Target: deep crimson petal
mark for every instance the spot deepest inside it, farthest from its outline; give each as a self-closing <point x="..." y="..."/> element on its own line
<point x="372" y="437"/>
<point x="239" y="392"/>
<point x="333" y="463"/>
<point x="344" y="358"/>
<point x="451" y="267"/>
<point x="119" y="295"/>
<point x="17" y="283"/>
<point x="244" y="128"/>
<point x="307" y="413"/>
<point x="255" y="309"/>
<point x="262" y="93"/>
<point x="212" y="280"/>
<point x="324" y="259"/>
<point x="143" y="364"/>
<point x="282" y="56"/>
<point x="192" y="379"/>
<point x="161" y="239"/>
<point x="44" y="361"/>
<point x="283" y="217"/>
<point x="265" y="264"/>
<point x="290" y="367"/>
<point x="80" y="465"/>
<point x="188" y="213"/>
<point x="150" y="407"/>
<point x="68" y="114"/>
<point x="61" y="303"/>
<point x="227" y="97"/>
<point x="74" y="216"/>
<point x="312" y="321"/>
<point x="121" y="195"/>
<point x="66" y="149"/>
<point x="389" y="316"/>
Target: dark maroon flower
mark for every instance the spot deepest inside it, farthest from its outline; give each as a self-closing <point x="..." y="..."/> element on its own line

--

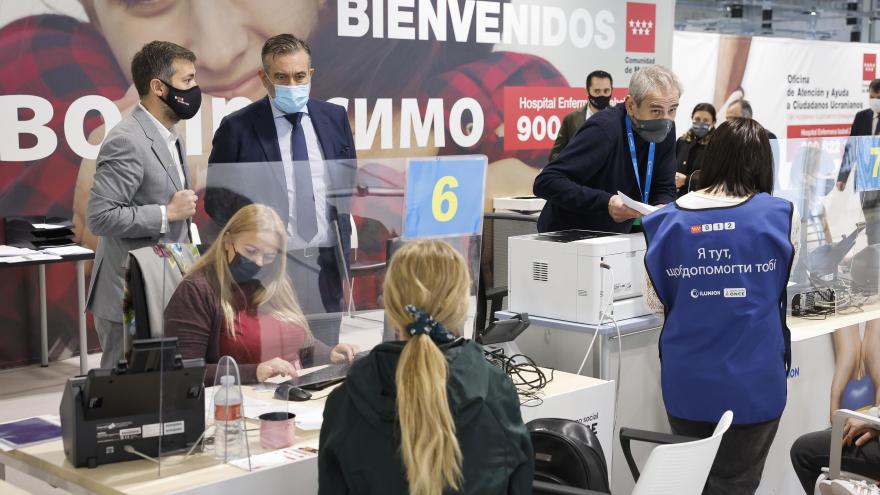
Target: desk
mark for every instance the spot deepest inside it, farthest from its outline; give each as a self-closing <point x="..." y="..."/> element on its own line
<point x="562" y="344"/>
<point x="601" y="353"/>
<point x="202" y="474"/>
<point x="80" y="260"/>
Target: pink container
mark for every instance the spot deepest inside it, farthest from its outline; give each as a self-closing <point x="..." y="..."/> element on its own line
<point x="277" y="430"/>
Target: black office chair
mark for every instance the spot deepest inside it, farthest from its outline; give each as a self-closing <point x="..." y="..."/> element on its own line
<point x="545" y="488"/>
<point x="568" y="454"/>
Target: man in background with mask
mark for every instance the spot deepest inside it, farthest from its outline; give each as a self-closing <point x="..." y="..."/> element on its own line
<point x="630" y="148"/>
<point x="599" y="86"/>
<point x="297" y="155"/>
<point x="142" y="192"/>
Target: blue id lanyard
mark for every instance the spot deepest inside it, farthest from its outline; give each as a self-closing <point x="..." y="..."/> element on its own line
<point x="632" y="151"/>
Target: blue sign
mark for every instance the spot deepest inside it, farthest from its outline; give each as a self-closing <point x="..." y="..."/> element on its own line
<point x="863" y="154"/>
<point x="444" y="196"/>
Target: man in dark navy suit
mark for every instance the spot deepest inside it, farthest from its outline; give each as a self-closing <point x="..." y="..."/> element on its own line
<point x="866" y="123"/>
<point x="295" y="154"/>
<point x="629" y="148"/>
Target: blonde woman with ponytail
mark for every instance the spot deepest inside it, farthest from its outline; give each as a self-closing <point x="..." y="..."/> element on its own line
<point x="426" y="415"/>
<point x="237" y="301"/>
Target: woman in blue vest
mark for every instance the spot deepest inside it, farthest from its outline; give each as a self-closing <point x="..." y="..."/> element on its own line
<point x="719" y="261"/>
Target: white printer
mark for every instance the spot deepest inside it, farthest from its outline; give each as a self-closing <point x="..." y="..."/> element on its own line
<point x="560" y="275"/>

--

● TASK DETAILS: Lines above that have "dark": copy each of them.

● SOLUTION TO THIS EXERCISE:
Target: dark maroon flower
Target: man in dark navy suit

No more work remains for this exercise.